→ What you will do
Would you please restate the data exactly as it stands, apart from the pictures?

________

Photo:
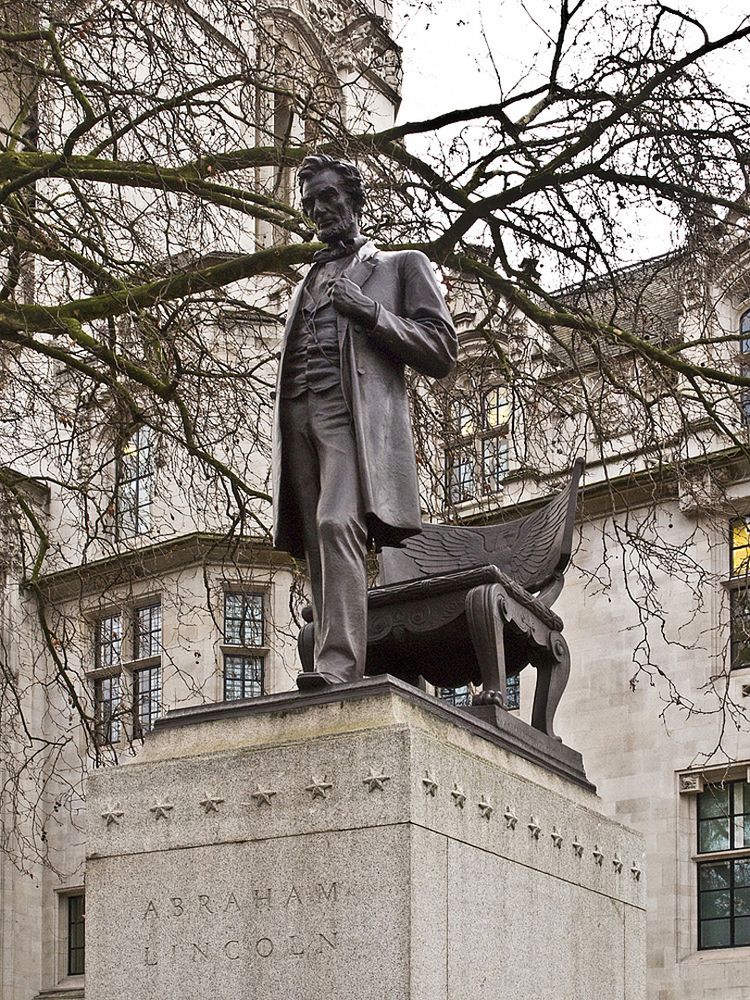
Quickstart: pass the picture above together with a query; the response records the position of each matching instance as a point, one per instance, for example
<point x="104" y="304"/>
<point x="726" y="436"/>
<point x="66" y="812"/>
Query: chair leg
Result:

________

→ Answer area
Photo:
Quickstart: pass the picture above together with a query; the response records the position of each matching instance as a point, one per instance, for example
<point x="104" y="304"/>
<point x="726" y="436"/>
<point x="66" y="812"/>
Query: chair leg
Result:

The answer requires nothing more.